## WHAT YOU HAVE TO DO
Convert the lines below into a numbered list, omitting any blank lines. Leave the pictures out of the list.

— start of MATERIAL SHOWN —

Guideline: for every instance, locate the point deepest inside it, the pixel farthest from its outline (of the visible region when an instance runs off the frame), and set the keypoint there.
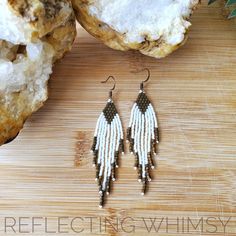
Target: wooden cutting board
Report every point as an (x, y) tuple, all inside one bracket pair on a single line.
[(46, 172)]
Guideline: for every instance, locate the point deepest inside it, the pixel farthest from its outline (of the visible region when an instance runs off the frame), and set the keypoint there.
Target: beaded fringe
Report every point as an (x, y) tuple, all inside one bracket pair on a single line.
[(107, 146), (142, 135)]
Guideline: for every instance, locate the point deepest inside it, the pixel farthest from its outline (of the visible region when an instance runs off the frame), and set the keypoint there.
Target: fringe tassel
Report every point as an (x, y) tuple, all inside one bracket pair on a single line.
[(107, 146), (143, 136)]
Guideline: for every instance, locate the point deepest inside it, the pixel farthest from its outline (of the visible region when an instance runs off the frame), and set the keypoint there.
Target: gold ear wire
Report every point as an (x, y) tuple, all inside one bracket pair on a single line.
[(146, 80)]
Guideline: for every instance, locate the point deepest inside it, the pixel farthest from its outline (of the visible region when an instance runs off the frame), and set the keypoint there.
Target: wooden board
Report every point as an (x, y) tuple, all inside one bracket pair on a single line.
[(46, 172)]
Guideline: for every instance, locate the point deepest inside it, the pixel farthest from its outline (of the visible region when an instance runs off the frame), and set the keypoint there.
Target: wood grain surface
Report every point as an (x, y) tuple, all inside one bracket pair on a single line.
[(47, 171)]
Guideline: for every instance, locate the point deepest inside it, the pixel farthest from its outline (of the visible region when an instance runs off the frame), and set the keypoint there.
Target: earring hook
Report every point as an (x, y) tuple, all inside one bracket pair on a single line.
[(114, 86), (148, 77)]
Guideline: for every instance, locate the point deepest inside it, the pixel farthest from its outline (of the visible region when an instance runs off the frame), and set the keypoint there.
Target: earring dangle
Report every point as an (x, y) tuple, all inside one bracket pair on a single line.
[(107, 145), (143, 135)]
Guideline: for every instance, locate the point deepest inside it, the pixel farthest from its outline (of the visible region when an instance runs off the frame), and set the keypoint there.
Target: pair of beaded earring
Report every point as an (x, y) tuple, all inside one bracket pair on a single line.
[(108, 141)]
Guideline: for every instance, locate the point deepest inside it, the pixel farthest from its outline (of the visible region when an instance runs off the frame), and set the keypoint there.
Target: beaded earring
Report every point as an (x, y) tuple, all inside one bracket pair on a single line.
[(143, 135), (107, 145)]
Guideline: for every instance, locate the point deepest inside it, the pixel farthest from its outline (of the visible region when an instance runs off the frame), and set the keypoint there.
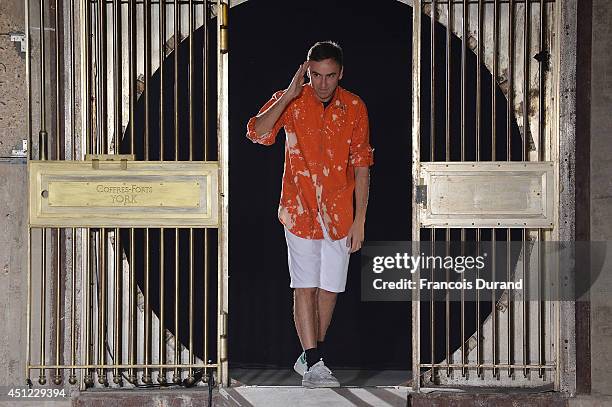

— end of MATERIAL SHOWN —

## OUTPUT OF THE TASK
1. Guideline: for every instance, locate the point deepest inside it, the pixel farthest from its outline (of the visible region when an instance runs off the frame), and set the keypoint there.
2. Target: wooden cutting board
3. Report every point as an (x, y) tuple, all inside one bracket pair on a single line.
4. [(46, 172)]
5. Guideline: for every instance, locate the point deepest inside it, the pixel farthest from its outline (of the visible region when an instance runs off the frame), and set the keypoint there.
6. Target: beaded fringe
7. Report every point as an (x, y) tuple, all inside one bracket pair on a single line.
8. [(107, 146), (142, 135)]
9. Guideline: for every instance, locate the point deepest inside it, the pixel farthest from its outline (of the visible region when an instance runs off the frame), and set the keypoint there.
10. Target: fringe tassel
11. Report every point as an (x, y) tuple, all inside one bracket pair on a single line.
12. [(107, 146), (143, 136)]
13. Guideline: for every instance, locate the point deepest inside it, the pixel farthest from its outline (of the visible region when an instance runs off the frame), and set the keypoint there.
14. Target: gold ear wire
15. Report every point as an (x, y) tuple, all inside one bracket pair on a single line.
16. [(146, 80)]
17. Guideline: for every instance, locate the point deepest inside it, the pixel farthest from its outline (of the visible region when an instance runs off the frame), and set the keypoint there.
18. Target: wooden board
19. Report every point as an (x, y) tuple, all inside one bracket pair on a single line.
20. [(46, 172)]
21. Guideline: for every instance, locate the point deepest inside it, the pixel farthest from its outline (of the visible region when an instance runs off the frame), and set the keypoint there.
22. Target: wood grain surface
23. Report every point as an (x, y) tuple, all inside one bracket pair on a single line.
24. [(47, 171)]
25. Guideline: for every instance, locate the point deepest inside it, the pixel farthest from its outline (of the visible region when an instance runs off the frame), and set the keypoint there.
26. Target: earring hook
27. Report every point as an (x, y) tuple, all inside one bracket pair on a single line.
28. [(114, 86), (148, 77)]
29. Guideline: for every instance, locate the point deepest inside it, the pixel farthest from its outline (of the visible region when an instance runs off the frame), and set the keypoint there.
30. Target: earring dangle
31. Report every point as an (x, y) tuple, all inside one bracket pair on a single line.
32. [(107, 145), (143, 135)]
33. Guideline: for every instance, locate the point deepest inside it, the pixel farthest from its outline (of the visible region when an instance runs off the frame), and set the keypoint there.
34. Target: pair of beaded earring
35. Report every point as an (x, y) tuple, all inside one bracket pair on a single line.
36. [(108, 141)]
37. Guideline: for every instance, locate the point deepest inside it, the pixel farthest from its outline (of the visible region when an instance runs off the frame), and set the keypoint there.
38. Target: beaded earring
39. Report every point as an (x, y) tuple, all inside one bracket pair on a single line.
40. [(143, 135), (107, 145)]
41. Guideline: for every instance, locate the point deepest inside it, the pixel farthest from its outline (of the visible region when an instance runs off the frame), and set the keypoint there.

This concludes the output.